[Text excerpt — start]
Based upon the attachment of what appear to be papers claimant intends to use in federal court, as well as the claimed deprivation of rights guaranteed by the United States Constitution, namely, the “eighth amendment”, claimant appears to have an alternative remedy.

It is well settled that the appearance of merit is viewed as the most important factor to consider in an application to serve and file a late claim, as it would be an act of futility to permit service of a late claim when it is patently defective or is subject to a complete defense. The proposed claim herein does not have the appearance of merit for late claim purposes.

If the claim is based upon (as it appears to be) Mr. White’s contention that the correction officer’s purported failure to allow Mr. White to attend a medical call-out is a violation of the Eighth Amendment to the United States Constitution, the court does not have subject matter jurisdiction over claims asserting violation of the federal constitution. See Lyles v State of New York, 2 AD3d 694, 696 (2d Dept 2003), affd 3 NY3d 396 (2004). No basis for application of a State constitutional tort remedy is made out here. See generally Brown v State of New York, 89 NY2d 172 (1996).
[Text excerpt — finish]
[Extracted records — start]
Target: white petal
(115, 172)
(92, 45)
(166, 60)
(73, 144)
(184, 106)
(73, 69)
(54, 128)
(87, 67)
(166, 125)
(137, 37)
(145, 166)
[Extracted records — finish]
# Assigned task 1
From the court decision excerpt above the rows, please return everything from "It is well settled" down to "late claim purposes.".
# Assigned task 2
According to the court decision excerpt, what is viewed as the most important factor in an application to serve and file a late claim?

# Solution 1
It is well settled that the appearance of merit is viewed as the most important factor to consider in an application to serve and file a late claim, as it would be an act of futility to permit service of a late claim when it is patently defective or is subject to a complete defense. The proposed claim herein does not have the appearance of merit for late claim purposes.

# Solution 2
The appearance of merit.